(Extracted data entries)
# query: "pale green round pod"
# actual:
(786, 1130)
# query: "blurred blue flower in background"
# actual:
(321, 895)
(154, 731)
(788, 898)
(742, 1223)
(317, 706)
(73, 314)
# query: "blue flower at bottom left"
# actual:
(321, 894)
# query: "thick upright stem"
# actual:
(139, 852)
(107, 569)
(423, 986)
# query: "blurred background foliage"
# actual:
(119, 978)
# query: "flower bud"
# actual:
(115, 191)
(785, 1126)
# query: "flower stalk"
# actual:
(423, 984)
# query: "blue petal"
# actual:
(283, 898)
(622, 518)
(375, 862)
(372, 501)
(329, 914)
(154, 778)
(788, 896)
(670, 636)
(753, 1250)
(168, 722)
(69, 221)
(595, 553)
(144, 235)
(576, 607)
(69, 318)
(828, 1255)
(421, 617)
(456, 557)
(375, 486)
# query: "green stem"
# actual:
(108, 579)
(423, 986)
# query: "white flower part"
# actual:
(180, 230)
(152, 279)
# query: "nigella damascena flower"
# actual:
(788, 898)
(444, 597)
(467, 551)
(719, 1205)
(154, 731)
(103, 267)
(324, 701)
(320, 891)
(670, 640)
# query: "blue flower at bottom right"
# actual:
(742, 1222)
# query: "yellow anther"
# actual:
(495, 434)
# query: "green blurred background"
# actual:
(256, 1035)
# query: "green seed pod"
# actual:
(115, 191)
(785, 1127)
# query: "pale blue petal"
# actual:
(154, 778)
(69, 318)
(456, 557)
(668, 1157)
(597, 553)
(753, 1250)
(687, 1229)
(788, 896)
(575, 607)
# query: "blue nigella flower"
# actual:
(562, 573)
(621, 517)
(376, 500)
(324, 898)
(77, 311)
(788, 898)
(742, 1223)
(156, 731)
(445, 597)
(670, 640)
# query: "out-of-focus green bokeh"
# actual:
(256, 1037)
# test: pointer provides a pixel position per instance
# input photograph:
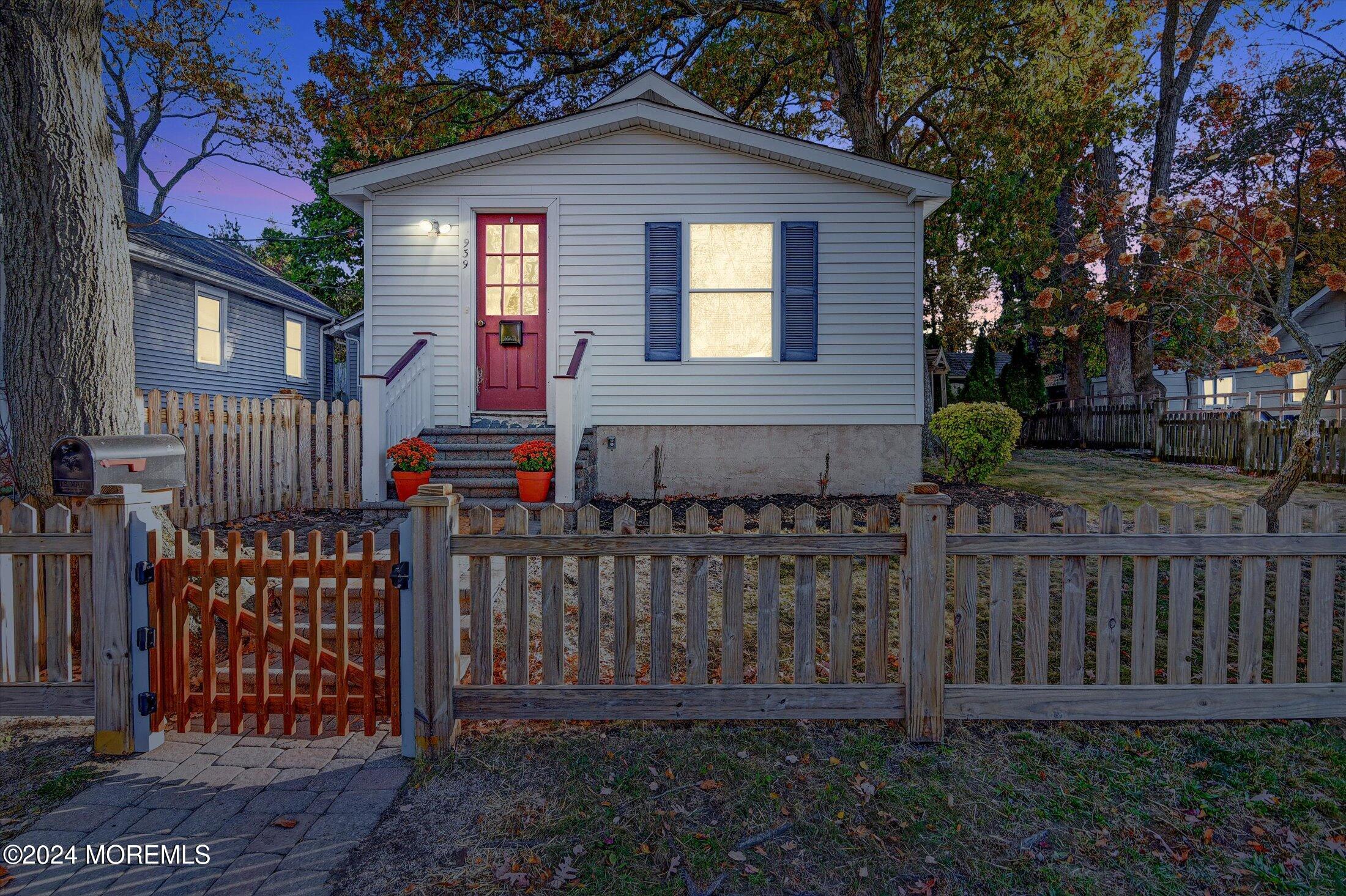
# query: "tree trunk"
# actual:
(1143, 360)
(69, 357)
(1116, 331)
(1303, 443)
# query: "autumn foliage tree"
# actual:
(179, 62)
(1222, 267)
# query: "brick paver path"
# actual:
(228, 793)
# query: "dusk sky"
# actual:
(220, 187)
(224, 189)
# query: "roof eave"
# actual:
(352, 189)
(147, 254)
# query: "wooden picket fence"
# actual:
(46, 642)
(247, 456)
(288, 635)
(1115, 622)
(1088, 423)
(1201, 438)
(1271, 447)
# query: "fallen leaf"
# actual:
(563, 875)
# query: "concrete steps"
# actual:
(475, 461)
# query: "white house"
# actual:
(1323, 318)
(749, 305)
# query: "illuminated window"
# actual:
(1300, 388)
(210, 331)
(730, 291)
(1217, 391)
(294, 349)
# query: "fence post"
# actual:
(924, 521)
(1247, 439)
(1158, 416)
(372, 447)
(120, 521)
(434, 618)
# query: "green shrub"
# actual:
(1022, 382)
(978, 438)
(981, 374)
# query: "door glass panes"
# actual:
(513, 270)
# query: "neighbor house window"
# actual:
(1300, 388)
(210, 330)
(730, 291)
(1217, 391)
(294, 349)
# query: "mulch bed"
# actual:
(979, 495)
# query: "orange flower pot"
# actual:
(408, 482)
(534, 486)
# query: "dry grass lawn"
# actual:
(816, 807)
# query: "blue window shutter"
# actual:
(798, 291)
(664, 291)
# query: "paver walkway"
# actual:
(234, 794)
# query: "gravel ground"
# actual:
(43, 762)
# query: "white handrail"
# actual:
(573, 419)
(396, 405)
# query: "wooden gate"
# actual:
(241, 634)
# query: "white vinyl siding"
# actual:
(608, 189)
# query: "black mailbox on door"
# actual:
(83, 466)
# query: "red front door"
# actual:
(510, 313)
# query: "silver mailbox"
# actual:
(83, 466)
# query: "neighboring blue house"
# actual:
(345, 372)
(212, 319)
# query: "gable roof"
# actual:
(165, 244)
(656, 88)
(960, 364)
(1317, 299)
(657, 104)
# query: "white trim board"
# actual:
(353, 189)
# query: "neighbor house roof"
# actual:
(655, 103)
(960, 362)
(165, 244)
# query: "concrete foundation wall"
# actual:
(758, 461)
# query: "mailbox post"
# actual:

* **Task description**
The records above need to be restated word for word, with the pictures left out.

* **Solution to this task**
# query: "pale green round pod"
# actual:
(786, 1130)
# query: "blurred blue flower in background"
# actual:
(321, 895)
(154, 731)
(788, 898)
(742, 1223)
(317, 706)
(73, 314)
# query: "blue flower at bottom left"
# actual:
(321, 894)
# query: "thick upright stem"
# actual:
(139, 852)
(107, 569)
(423, 986)
# query: "blurred background foliage"
# actual:
(119, 978)
# query: "flower bud"
# actual:
(115, 191)
(785, 1126)
# query: "flower stalk"
# actual:
(423, 984)
# query: "blue petal"
# actual:
(283, 898)
(622, 518)
(375, 862)
(372, 501)
(329, 914)
(154, 778)
(788, 896)
(670, 636)
(753, 1250)
(168, 722)
(69, 221)
(595, 553)
(144, 235)
(576, 607)
(69, 318)
(828, 1255)
(421, 617)
(456, 557)
(375, 486)
# query: "green stem"
# actual:
(108, 579)
(423, 986)
# query: "white flower part"
# actual:
(180, 230)
(152, 279)
# query: "nigella damascena flower"
# actual:
(788, 898)
(444, 597)
(467, 551)
(719, 1205)
(154, 731)
(103, 267)
(324, 701)
(320, 891)
(670, 640)
# query: "blue flower at bottom right"
# actual:
(742, 1222)
# query: "yellow anther"
# actual:
(495, 434)
# query: "green blurred background"
# actual:
(256, 1035)
# query: "green seed pod"
# actual:
(115, 191)
(785, 1127)
# query: "pale blue petal"
# actual:
(154, 778)
(69, 318)
(456, 557)
(668, 1157)
(597, 553)
(753, 1250)
(687, 1229)
(788, 896)
(575, 607)
# query: "blue nigella flower"
# actual:
(562, 573)
(621, 517)
(376, 500)
(324, 898)
(77, 311)
(788, 898)
(742, 1223)
(156, 731)
(445, 597)
(670, 640)
# query: "out-of-focus green bokeh"
# actual:
(256, 1037)
# test: pointer provides a pixel position per instance
# input photograph:
# query: "tree trunk"
# actual:
(1143, 360)
(69, 357)
(1116, 331)
(1303, 443)
# query: "autumn foliage tree"
# actual:
(179, 62)
(1222, 267)
# query: "brick paver path"
# actual:
(228, 793)
# query: "dusk sky"
# actual:
(220, 187)
(224, 189)
# query: "roof eave"
# actual:
(352, 189)
(147, 254)
# query: "wooden picket fence"
# actual:
(46, 642)
(247, 456)
(288, 635)
(1115, 622)
(1088, 423)
(1201, 438)
(1271, 447)
# query: "fallen leaf"
# actual:
(563, 875)
# query: "concrete steps"
# actual:
(475, 461)
# query: "white house"
# actual:
(1323, 318)
(749, 305)
# query: "illuminated window"
# actual:
(1300, 388)
(210, 331)
(730, 291)
(1217, 391)
(294, 349)
# query: "fence post"
# actual:
(924, 521)
(1247, 439)
(1158, 416)
(372, 447)
(120, 521)
(434, 618)
# query: "green shrub"
# actual:
(1022, 382)
(978, 438)
(981, 374)
# query: "door glass panes"
# actual:
(513, 270)
# query: "neighbor house window"
# actual:
(1300, 388)
(210, 330)
(730, 291)
(1217, 391)
(294, 349)
# query: "mulch bed"
# actual:
(979, 495)
# query: "orange flower pot"
# actual:
(408, 482)
(534, 486)
# query: "dry grass lawn"
# actual:
(816, 807)
# query: "blue window shutter"
# actual:
(798, 291)
(664, 291)
# query: "paver walkway"
# actual:
(234, 794)
# query: "gravel ground"
# actual:
(43, 762)
# query: "white handrail"
# actual:
(573, 419)
(396, 405)
# query: "wooden gate"
# actual:
(241, 634)
# query: "white vinyl siding"
# actual:
(608, 189)
# query: "black mailbox on door"
# actual:
(83, 466)
# query: "red front door"
# actual:
(510, 313)
# query: "silver mailbox"
# actual:
(83, 466)
# query: "neighboring blue house"
# actual:
(345, 372)
(212, 319)
# query: "gable roof"
# actual:
(165, 244)
(656, 88)
(960, 364)
(1317, 299)
(657, 104)
# query: "white trim board"
# actual:
(353, 189)
# query: "neighbor house roof"
# actual:
(655, 103)
(960, 362)
(165, 244)
# query: "concrete foundation wall"
# actual:
(758, 461)
# query: "mailbox post"
# actual:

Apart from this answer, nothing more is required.